##### EXCERPT TO READ

What is smart manufacturing and why it is so important

Digital transformation is now a reality that is all-encompassing: with time, it has involved also the manufacturing sector, pushing businesses to adopt modernised production processes, thereby making them smarter. This phenomenon is known as Smart Manufacturing (SM) or Industry 4.0.

Italy is one of the leading European manufacturing countries in terms of production volumes, added value and workforce, with strategic knowhow in fields such as machinery, fashion, food, automotive and pharmaceutical, and where process updating with investments in smart and digital solutions is essential for the future, as it is to keep up with the current challenges.

Indeed today, it is no longer sufficient to grow in terms of volumes and revenue to be successful in a specific market segment. It is vital to know how to adapt quickly to change and seize opportunities before others do.

Let’s dig deeper, and understand what smart manufacturing actually means and why it is so important for tackling today’s and tomorrow’s challenges.

What is smart manufacturing?

According to the definition given by the tech industrial firm IBM, smart manufacturing (or Industry 4.0) is the realisation of the digital transformation of the field, delivering real-time decision making tools, enhanced productivity, flexibility and agility.

Manufacturing companies are evolving, moving onto new business models such as mass personalisation, product-as-a-service and the introduction of constant innovation. It is necessary to activate resources and automated, integrated, monitored and assessed processes continually to reach these objectives, on the basis of available information for timely management and optimised execution.

This represents change on a colossal scale, which is pushing producers to invest in new technologies - including IoT (internet of things), cloud computing and data analysis, artificial intelligence and machine learning - to be integrated with their own existing production systems, guiding the manufacturing sector into the fourth industrial revolution.

The goal of smart manufacturing is not so much to update plants and production processes from a technological point of view, rather that of automate operations and use data analysis to improve production performance.

What exactly is smart manufacturing?

We have seen that by the term SM we mean the digitalisation and automation of industrial processes via the use of new technologies and tools which are interconnected.

Going into even further detail, the following are involved in this evolution:

  • the internet of things (IoT)
  • data analysis
  • cloud data storage
  • business intelligence
  • artificial learning
  • machine learning
  • drones and driverless vehicles
  • blockchains
  • edge computing
  • predictive analysis

The adoption of these factors and technologies evidently requires investments not only in terms of devices and equipment, but also in skilled and qualified staff, who must be able to conduct, for example, data analysis, data-driven processes, predictive analyses and suchlike activities.

The advantages of smart manufacturing

Renewing the production processes of the manufacturing industry also brings about positive collateral effects on the market.

In particular, investment in smart manufacturing paves the way for:

  • increased efficiency
  • increased production
  • increased process quality
  • energy savings
  • saving on fixed costs in the long term
  • increased reactivity to changes
  • increased competitivity in the global market

It is important to underline however, that these advantages follow an initial investment of capital and resources that are equally as significant, in the face of costs savings over the medium and long term.

People are always at the core of this process, people who can interact and manage such new technologies. You can’t be a smart manufacturer without a smart workforce.

##########

Copy the passage of the smart manufacturing article between "Italy is one" and "before others do.", inclusive.

##### SUPPLIED DATA

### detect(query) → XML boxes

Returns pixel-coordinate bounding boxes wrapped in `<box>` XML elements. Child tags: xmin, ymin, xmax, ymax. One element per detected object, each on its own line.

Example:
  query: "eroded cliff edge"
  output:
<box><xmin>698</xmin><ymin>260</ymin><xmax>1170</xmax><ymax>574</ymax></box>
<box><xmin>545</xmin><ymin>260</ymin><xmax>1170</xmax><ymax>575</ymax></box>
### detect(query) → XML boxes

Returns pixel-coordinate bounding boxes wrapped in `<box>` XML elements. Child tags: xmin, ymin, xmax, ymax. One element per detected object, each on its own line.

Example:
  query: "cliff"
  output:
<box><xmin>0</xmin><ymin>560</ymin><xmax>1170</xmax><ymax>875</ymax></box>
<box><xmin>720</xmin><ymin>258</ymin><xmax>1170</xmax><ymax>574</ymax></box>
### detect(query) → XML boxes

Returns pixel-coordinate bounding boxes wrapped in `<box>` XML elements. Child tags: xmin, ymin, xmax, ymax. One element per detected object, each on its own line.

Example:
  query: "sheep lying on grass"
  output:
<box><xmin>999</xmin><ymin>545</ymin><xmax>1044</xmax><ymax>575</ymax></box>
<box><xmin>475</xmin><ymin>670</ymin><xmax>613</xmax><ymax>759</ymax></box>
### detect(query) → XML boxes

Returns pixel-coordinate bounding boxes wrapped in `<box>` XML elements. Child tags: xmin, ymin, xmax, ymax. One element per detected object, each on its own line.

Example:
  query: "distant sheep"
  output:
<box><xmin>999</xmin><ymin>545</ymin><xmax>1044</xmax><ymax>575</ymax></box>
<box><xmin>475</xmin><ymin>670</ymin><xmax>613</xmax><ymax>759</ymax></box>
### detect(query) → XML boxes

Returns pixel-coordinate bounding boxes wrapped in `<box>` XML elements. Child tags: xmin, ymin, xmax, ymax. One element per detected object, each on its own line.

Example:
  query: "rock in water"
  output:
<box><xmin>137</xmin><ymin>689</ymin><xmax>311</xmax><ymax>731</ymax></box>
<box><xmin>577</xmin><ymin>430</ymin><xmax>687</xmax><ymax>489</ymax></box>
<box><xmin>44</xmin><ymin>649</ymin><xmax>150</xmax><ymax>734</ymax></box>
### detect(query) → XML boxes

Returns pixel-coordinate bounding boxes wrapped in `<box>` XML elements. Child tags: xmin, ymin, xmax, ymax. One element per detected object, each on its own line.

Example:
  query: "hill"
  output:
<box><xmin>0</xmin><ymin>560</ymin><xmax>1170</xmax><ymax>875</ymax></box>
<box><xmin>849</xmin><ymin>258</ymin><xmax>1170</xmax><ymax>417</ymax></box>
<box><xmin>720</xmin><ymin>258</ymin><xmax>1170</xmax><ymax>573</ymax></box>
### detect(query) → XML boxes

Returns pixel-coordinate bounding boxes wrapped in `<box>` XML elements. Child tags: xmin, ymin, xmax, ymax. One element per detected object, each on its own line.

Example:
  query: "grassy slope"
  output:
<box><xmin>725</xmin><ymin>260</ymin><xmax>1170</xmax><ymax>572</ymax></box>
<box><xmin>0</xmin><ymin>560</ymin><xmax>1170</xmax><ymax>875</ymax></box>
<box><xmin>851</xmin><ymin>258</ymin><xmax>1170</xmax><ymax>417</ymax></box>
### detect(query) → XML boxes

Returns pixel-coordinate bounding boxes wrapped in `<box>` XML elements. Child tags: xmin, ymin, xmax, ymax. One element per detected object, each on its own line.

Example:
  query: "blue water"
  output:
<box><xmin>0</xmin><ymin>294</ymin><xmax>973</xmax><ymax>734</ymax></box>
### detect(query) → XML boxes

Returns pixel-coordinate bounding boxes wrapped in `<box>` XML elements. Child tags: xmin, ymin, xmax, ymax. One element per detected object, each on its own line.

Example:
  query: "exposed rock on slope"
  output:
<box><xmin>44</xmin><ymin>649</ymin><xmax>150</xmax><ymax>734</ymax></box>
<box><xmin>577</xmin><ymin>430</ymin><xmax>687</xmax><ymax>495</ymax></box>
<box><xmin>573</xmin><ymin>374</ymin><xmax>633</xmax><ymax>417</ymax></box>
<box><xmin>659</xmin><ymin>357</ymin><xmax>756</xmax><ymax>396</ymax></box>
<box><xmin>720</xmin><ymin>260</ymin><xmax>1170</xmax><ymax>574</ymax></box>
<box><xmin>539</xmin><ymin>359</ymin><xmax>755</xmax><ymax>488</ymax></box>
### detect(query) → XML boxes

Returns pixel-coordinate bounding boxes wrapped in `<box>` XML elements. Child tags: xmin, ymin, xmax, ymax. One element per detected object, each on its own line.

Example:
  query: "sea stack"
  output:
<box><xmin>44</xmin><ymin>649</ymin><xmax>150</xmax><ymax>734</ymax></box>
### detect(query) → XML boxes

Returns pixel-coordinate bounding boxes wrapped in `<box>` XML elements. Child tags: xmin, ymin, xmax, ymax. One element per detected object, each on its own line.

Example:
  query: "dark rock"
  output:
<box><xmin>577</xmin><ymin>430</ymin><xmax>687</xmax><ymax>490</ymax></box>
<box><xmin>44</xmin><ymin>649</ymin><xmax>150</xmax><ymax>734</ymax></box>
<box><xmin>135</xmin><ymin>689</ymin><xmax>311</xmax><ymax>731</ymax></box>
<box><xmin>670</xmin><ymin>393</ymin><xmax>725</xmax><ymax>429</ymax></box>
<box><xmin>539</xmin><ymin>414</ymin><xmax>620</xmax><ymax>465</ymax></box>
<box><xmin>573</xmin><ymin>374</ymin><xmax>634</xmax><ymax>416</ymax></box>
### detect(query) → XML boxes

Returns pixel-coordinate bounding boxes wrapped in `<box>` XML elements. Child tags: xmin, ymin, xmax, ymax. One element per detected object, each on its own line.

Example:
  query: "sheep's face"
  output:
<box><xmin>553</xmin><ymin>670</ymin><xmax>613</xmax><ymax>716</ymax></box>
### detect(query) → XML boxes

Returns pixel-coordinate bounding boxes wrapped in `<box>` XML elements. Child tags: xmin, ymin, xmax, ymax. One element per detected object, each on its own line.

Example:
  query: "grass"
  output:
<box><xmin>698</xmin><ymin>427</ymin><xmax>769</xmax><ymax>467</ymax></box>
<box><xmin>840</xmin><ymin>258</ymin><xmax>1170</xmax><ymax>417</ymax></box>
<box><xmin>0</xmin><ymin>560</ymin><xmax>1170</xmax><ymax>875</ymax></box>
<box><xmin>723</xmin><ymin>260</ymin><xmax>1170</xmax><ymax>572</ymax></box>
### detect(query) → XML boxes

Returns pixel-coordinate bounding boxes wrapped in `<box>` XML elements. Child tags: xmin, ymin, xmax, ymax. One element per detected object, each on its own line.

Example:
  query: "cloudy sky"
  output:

##########

*PROBLEM SOLUTION:*
Italy is one of the leading European manufacturing countries in terms of production volumes, added value and workforce, with strategic knowhow in fields such as machinery, fashion, food, automotive and pharmaceutical, and where process updating with investments in smart and digital solutions is essential for the future, as it is to keep up with the current challenges.

Indeed today, it is no longer sufficient to grow in terms of volumes and revenue to be successful in a specific market segment. It is vital to know how to adapt quickly to change and seize opportunities before others do.